## [Task requirements]
Locate each line in the material below that contains the string "sweatshirt", with case counting, and copy those lines out.

## [Pointing records]
★ ★ ★ ★ ★

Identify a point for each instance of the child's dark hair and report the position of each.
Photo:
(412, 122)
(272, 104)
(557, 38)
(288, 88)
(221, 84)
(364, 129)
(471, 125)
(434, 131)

★ ★ ★ ★ ★

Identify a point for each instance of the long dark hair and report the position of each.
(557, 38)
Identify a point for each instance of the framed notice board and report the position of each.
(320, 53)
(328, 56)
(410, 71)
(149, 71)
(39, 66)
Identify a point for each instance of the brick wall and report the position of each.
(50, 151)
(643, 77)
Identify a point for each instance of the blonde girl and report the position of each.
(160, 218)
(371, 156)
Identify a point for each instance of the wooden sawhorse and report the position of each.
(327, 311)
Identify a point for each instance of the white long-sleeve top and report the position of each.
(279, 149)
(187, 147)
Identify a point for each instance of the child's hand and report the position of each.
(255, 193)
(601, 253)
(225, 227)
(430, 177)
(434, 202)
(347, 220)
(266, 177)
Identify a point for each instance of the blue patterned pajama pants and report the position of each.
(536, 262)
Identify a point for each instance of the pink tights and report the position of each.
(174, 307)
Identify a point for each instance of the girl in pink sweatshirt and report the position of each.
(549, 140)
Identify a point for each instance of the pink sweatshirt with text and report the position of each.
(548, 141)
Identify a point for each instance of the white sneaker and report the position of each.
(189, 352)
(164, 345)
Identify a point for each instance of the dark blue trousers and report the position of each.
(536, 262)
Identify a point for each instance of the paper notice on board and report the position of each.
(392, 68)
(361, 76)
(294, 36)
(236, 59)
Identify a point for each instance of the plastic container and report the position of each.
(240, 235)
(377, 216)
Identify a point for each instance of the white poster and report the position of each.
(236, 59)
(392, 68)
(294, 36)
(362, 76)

★ ★ ★ ★ ★

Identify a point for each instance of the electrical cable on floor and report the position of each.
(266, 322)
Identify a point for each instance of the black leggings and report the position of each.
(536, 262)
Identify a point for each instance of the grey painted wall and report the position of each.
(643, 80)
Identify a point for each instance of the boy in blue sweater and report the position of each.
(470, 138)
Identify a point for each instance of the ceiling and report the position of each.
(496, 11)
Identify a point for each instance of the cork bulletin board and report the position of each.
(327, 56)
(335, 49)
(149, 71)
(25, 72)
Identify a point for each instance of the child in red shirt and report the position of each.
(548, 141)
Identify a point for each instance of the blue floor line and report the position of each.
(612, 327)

★ ★ ★ ★ ★

## [Response to the task]
Identify a point for each instance of the girl in pink sweatshirt and report the position of each.
Identify a point for each instance of the pink sweatshirt with text and report the position of each.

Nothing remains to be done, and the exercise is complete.